TASK OBJECTIVE
Return every line from the records below with the string "cascade".

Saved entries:
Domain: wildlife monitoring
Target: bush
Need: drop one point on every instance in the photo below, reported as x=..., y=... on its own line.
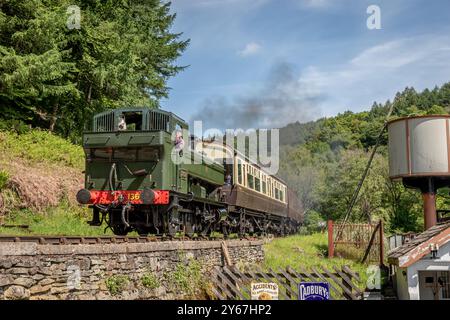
x=116, y=284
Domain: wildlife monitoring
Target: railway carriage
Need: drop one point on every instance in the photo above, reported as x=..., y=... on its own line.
x=133, y=183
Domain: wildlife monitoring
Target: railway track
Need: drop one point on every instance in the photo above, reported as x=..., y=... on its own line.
x=74, y=240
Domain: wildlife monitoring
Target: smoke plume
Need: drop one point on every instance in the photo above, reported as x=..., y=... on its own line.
x=284, y=98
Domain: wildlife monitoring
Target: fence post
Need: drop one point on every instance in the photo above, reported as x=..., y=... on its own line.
x=381, y=243
x=347, y=285
x=330, y=239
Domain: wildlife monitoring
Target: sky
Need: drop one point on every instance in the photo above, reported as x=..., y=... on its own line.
x=267, y=63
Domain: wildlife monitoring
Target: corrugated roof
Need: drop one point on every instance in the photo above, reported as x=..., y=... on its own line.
x=423, y=237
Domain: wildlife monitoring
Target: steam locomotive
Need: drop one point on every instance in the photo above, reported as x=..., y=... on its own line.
x=132, y=182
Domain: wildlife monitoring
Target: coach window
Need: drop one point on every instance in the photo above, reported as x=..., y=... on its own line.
x=250, y=181
x=239, y=172
x=264, y=184
x=257, y=183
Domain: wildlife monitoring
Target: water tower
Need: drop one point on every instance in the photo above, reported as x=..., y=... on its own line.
x=419, y=156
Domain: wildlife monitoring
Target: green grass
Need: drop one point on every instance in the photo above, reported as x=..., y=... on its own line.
x=306, y=251
x=116, y=283
x=63, y=220
x=150, y=280
x=41, y=146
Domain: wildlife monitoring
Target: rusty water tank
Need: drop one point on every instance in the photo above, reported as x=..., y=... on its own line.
x=419, y=146
x=419, y=156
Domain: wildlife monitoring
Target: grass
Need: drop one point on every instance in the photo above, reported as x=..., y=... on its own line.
x=116, y=284
x=187, y=278
x=41, y=146
x=65, y=220
x=150, y=280
x=306, y=251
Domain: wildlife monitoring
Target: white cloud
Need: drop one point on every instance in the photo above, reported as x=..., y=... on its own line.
x=378, y=72
x=315, y=3
x=250, y=48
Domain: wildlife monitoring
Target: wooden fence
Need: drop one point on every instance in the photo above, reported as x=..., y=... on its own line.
x=229, y=283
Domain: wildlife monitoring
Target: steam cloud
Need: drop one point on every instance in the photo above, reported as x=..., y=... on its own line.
x=283, y=99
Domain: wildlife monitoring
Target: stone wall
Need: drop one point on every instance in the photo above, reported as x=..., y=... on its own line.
x=157, y=270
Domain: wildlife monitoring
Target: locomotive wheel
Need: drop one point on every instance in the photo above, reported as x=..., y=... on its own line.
x=142, y=232
x=120, y=230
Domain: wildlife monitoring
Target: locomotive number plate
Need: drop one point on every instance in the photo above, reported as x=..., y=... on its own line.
x=134, y=196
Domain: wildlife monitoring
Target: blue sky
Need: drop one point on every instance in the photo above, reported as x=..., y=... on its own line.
x=266, y=63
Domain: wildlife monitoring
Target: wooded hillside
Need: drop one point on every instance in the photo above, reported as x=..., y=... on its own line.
x=324, y=160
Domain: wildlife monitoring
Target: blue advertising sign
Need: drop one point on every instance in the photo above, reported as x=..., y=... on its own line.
x=313, y=291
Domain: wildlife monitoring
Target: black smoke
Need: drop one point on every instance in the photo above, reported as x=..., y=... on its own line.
x=284, y=98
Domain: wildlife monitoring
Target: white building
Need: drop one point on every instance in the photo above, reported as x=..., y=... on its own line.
x=422, y=266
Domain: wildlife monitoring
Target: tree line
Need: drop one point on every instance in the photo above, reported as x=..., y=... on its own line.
x=323, y=161
x=56, y=77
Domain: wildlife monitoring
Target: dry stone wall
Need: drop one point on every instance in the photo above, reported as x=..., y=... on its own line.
x=157, y=270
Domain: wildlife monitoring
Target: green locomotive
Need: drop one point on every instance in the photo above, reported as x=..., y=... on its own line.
x=133, y=183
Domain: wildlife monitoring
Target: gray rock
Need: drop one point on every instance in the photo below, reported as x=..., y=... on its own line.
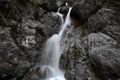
x=86, y=8
x=104, y=56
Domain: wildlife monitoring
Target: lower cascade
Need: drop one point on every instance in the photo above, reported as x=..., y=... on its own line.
x=52, y=52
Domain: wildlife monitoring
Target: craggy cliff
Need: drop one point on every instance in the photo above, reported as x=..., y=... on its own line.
x=91, y=45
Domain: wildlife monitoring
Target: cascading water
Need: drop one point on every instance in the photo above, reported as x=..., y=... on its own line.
x=53, y=51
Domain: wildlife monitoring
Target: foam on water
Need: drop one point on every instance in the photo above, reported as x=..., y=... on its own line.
x=53, y=50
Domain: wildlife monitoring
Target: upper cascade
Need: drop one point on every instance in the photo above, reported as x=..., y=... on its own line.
x=52, y=52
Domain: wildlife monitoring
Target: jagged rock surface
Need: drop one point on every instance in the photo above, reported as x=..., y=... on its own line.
x=91, y=49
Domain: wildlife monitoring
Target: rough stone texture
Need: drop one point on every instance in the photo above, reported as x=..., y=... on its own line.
x=104, y=56
x=90, y=53
x=86, y=8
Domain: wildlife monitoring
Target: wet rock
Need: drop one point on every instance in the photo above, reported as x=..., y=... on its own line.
x=86, y=8
x=104, y=56
x=64, y=10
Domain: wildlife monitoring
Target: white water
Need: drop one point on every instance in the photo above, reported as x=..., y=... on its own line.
x=53, y=51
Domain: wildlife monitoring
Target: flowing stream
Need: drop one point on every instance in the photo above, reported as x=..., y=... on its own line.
x=52, y=52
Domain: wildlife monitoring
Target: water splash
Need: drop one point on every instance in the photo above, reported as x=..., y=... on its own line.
x=53, y=51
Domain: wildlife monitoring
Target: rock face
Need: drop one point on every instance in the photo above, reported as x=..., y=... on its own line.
x=91, y=49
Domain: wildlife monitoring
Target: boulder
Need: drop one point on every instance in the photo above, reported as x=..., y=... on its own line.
x=104, y=56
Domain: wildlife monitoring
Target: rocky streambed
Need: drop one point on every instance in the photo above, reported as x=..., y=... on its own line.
x=91, y=45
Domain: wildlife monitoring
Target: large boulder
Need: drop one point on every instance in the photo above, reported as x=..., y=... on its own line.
x=104, y=56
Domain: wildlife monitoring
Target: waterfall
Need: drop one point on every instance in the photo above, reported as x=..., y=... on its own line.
x=52, y=51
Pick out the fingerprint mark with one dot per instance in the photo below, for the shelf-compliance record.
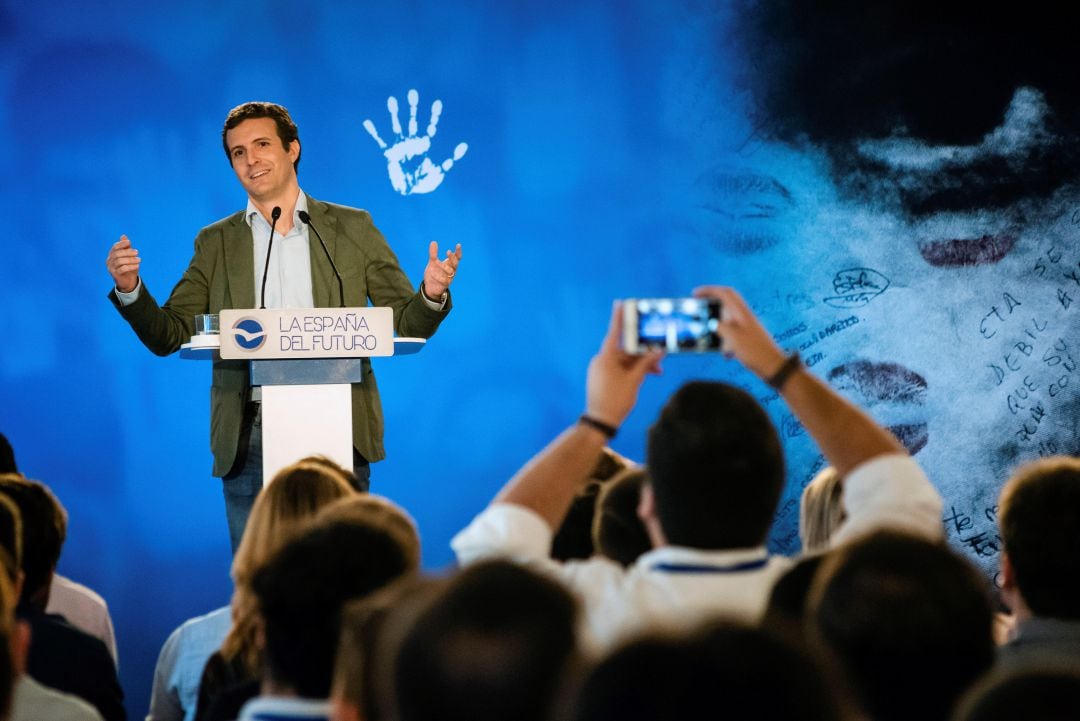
(880, 381)
(985, 250)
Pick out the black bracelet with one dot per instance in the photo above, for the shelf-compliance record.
(790, 365)
(607, 430)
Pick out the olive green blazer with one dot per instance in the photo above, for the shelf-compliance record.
(221, 275)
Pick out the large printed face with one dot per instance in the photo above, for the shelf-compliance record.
(934, 285)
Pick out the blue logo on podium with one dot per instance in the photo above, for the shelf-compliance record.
(248, 334)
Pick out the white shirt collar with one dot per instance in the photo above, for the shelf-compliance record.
(301, 204)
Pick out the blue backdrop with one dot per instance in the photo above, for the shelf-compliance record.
(608, 155)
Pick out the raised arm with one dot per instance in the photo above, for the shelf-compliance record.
(548, 483)
(846, 435)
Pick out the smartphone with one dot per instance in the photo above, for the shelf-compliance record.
(673, 325)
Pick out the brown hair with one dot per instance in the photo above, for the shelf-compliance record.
(282, 512)
(286, 128)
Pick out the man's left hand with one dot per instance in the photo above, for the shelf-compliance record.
(439, 274)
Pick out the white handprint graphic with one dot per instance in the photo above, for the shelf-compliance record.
(407, 163)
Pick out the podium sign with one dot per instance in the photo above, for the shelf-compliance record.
(307, 332)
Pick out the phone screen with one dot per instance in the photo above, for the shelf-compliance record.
(675, 325)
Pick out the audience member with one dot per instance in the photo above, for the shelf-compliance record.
(7, 456)
(907, 621)
(821, 511)
(300, 593)
(281, 512)
(618, 531)
(372, 630)
(83, 608)
(738, 671)
(1039, 513)
(30, 701)
(574, 539)
(1049, 694)
(61, 655)
(786, 611)
(716, 468)
(496, 643)
(12, 640)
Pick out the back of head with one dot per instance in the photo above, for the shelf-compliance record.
(1050, 694)
(786, 612)
(43, 531)
(717, 467)
(283, 509)
(9, 672)
(618, 533)
(574, 538)
(493, 645)
(301, 592)
(11, 539)
(7, 456)
(378, 513)
(821, 509)
(907, 621)
(1039, 513)
(738, 671)
(372, 630)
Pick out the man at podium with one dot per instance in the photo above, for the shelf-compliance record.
(231, 269)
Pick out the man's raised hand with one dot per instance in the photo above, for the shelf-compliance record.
(439, 274)
(615, 376)
(122, 263)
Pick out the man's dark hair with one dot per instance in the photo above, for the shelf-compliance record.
(574, 538)
(717, 467)
(11, 538)
(1035, 694)
(7, 456)
(1039, 513)
(742, 672)
(836, 71)
(786, 612)
(302, 589)
(908, 622)
(618, 533)
(494, 644)
(286, 128)
(44, 529)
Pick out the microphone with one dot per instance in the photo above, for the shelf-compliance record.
(266, 269)
(306, 219)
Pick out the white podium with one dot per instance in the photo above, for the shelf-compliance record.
(305, 362)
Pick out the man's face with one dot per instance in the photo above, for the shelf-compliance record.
(262, 165)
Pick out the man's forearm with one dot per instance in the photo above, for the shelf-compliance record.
(549, 481)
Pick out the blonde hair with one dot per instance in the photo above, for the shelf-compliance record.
(282, 511)
(821, 511)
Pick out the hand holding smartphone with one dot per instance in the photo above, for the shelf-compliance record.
(673, 325)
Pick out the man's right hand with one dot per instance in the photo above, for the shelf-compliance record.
(742, 335)
(122, 263)
(615, 376)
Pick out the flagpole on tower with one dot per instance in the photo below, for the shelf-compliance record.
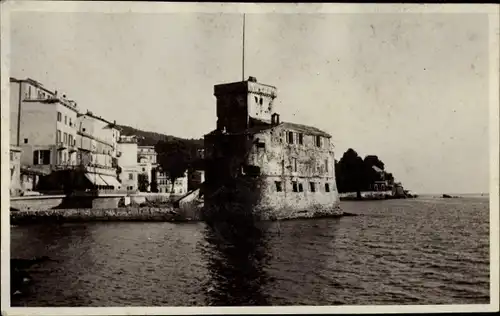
(243, 53)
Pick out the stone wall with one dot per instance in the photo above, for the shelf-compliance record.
(36, 202)
(61, 201)
(288, 171)
(84, 215)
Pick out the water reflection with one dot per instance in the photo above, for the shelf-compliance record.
(236, 256)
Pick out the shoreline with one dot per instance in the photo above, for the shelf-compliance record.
(128, 214)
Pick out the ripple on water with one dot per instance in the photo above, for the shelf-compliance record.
(398, 252)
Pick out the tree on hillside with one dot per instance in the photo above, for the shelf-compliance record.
(371, 174)
(352, 173)
(142, 182)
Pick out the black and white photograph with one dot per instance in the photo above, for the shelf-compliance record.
(184, 157)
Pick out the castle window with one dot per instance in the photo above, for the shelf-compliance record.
(312, 186)
(318, 141)
(278, 186)
(41, 157)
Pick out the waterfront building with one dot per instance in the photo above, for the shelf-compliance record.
(195, 179)
(146, 160)
(293, 164)
(161, 181)
(43, 126)
(97, 144)
(179, 186)
(127, 160)
(15, 171)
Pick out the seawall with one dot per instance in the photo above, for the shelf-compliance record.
(88, 215)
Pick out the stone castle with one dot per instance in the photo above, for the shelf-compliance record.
(294, 163)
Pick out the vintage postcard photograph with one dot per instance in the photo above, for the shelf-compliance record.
(189, 158)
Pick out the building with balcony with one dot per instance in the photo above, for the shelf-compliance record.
(42, 125)
(283, 169)
(15, 171)
(97, 145)
(195, 179)
(147, 166)
(127, 160)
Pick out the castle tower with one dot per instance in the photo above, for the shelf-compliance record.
(241, 104)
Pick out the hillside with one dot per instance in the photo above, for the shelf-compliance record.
(147, 138)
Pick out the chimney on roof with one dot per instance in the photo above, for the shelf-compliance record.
(275, 119)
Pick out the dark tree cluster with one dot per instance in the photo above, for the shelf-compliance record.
(175, 156)
(355, 174)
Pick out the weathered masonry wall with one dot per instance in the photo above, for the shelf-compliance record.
(299, 178)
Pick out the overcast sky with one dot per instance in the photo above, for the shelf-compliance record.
(410, 88)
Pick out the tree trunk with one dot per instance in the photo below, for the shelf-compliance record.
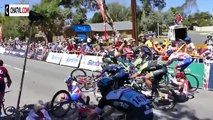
(49, 37)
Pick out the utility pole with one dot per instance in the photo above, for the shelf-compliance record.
(134, 27)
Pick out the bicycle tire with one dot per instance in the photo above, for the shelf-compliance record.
(147, 51)
(53, 100)
(173, 103)
(76, 70)
(195, 80)
(164, 81)
(88, 88)
(10, 111)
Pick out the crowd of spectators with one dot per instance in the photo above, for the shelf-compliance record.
(97, 45)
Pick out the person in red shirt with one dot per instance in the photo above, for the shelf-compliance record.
(178, 19)
(3, 73)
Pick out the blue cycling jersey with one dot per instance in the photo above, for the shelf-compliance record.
(112, 68)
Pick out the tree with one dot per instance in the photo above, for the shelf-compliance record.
(97, 18)
(199, 19)
(117, 11)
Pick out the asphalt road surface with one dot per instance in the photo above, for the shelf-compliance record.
(197, 38)
(42, 80)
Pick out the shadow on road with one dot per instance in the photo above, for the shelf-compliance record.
(180, 112)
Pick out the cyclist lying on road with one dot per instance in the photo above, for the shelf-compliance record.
(134, 104)
(3, 73)
(116, 72)
(184, 58)
(155, 73)
(183, 87)
(75, 91)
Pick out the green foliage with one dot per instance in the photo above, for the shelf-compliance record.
(118, 13)
(14, 26)
(199, 19)
(97, 18)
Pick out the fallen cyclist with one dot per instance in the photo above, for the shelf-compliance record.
(75, 92)
(134, 104)
(183, 87)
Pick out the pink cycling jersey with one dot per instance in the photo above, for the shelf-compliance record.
(179, 56)
(184, 88)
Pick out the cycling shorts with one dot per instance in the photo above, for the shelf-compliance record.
(120, 77)
(140, 114)
(2, 86)
(185, 63)
(74, 97)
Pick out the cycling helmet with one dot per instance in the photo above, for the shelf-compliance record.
(137, 62)
(68, 79)
(180, 75)
(105, 83)
(188, 38)
(169, 52)
(209, 36)
(1, 62)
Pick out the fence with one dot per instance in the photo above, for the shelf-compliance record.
(203, 71)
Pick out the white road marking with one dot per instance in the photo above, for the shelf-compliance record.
(19, 69)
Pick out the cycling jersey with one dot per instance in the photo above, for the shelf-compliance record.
(74, 93)
(184, 58)
(179, 56)
(134, 104)
(3, 72)
(112, 68)
(118, 74)
(155, 70)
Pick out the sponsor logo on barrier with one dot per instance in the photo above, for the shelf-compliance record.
(55, 57)
(91, 62)
(71, 59)
(95, 63)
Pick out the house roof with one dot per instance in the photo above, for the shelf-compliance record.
(123, 25)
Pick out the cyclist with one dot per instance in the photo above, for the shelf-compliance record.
(183, 87)
(75, 91)
(155, 73)
(184, 58)
(134, 104)
(3, 73)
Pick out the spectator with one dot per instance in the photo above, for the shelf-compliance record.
(128, 52)
(150, 42)
(209, 40)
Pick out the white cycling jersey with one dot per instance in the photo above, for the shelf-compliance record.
(179, 56)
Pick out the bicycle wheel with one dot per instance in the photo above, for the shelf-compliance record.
(59, 107)
(147, 53)
(78, 71)
(88, 84)
(164, 81)
(193, 80)
(160, 103)
(97, 93)
(10, 111)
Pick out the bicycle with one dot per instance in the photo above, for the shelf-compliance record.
(167, 79)
(8, 110)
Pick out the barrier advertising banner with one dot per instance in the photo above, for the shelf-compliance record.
(2, 50)
(196, 69)
(72, 60)
(54, 57)
(90, 62)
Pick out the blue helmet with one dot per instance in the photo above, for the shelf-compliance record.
(68, 79)
(105, 83)
(188, 38)
(169, 52)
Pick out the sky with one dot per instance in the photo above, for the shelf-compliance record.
(203, 5)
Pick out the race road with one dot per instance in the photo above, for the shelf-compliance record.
(42, 80)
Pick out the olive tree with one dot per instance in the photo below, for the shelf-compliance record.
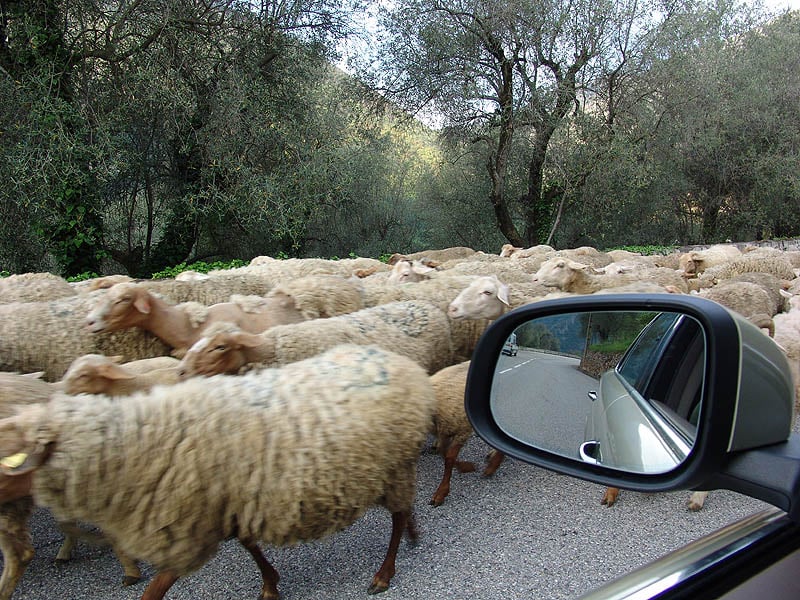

RESULT
Target: lower cascade
Target: upper cascade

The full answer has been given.